- [Exercise brief]
Restate all of the entries verbatim.

————

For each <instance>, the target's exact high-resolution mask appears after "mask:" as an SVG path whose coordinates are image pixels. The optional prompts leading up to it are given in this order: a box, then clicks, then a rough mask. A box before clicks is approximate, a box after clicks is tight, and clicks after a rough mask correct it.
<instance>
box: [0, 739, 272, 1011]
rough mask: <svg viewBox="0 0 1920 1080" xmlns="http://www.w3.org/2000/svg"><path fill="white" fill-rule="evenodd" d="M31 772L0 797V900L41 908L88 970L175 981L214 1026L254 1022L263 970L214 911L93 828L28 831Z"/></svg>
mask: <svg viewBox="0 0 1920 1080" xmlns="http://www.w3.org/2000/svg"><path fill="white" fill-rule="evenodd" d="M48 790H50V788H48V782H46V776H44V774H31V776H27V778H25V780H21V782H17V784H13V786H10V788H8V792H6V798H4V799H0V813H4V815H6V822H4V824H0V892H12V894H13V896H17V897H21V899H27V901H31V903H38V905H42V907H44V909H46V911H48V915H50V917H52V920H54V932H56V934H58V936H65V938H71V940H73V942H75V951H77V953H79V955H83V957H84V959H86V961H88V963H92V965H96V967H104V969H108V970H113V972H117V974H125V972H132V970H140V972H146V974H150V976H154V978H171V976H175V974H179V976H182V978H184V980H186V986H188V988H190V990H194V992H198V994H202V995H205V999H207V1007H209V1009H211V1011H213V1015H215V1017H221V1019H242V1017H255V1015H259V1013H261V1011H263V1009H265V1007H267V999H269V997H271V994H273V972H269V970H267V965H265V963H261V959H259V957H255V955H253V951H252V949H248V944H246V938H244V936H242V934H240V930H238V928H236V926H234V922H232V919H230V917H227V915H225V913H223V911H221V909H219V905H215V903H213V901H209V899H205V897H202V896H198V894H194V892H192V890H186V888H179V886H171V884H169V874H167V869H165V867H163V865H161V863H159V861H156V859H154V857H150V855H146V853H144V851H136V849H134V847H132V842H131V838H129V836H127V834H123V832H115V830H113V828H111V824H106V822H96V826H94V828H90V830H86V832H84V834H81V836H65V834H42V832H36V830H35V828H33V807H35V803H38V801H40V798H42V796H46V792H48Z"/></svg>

————

- [Completed exercise]
For each <instance>, the target's exact high-resolution mask appears after "mask:" as an SVG path whose coordinates are image pixels. The optional prompts leading up to it are given in this order: a box, then clicks, then a rough mask. A box before clicks is approximate, a box after clicks is tight, and clicks after a rough mask correct it.
<instance>
box: [0, 739, 272, 1011]
rough mask: <svg viewBox="0 0 1920 1080" xmlns="http://www.w3.org/2000/svg"><path fill="white" fill-rule="evenodd" d="M31 772L0 797V900L41 908L88 970L175 981L214 1026L254 1022L263 970L214 911L93 828L28 831Z"/></svg>
mask: <svg viewBox="0 0 1920 1080" xmlns="http://www.w3.org/2000/svg"><path fill="white" fill-rule="evenodd" d="M48 790H50V788H48V782H46V776H44V774H31V776H27V778H25V780H21V782H17V784H13V786H10V788H8V792H6V798H4V799H0V813H4V815H6V822H4V824H0V892H12V894H13V896H17V897H21V899H27V901H31V903H38V905H42V907H44V909H46V911H48V915H50V917H52V920H54V932H56V934H58V936H65V938H71V940H73V942H75V951H77V953H79V955H83V957H84V959H86V961H88V963H92V965H96V967H104V969H108V970H113V972H117V974H125V972H132V970H140V972H146V974H150V976H154V978H171V976H175V974H179V976H182V978H184V980H186V986H188V988H190V990H194V992H198V994H202V995H205V999H207V1007H209V1009H211V1011H213V1015H215V1017H221V1019H242V1017H255V1015H259V1013H261V1011H263V1009H265V1007H267V999H269V997H271V994H273V972H269V970H267V965H265V963H261V959H259V957H255V955H253V951H252V949H248V944H246V938H244V936H242V934H240V930H238V928H236V926H234V922H232V919H230V917H227V915H225V913H223V911H221V909H219V905H215V903H213V901H209V899H205V897H202V896H198V894H194V892H192V890H186V888H179V886H171V884H169V874H167V869H165V867H163V865H161V863H159V861H156V859H154V857H150V855H146V853H144V851H136V849H134V847H132V842H131V838H129V836H127V834H123V832H115V830H113V828H111V824H106V822H96V826H94V828H90V830H86V832H84V834H81V836H65V834H42V832H36V830H35V828H33V807H35V803H38V801H40V798H42V796H46V792H48Z"/></svg>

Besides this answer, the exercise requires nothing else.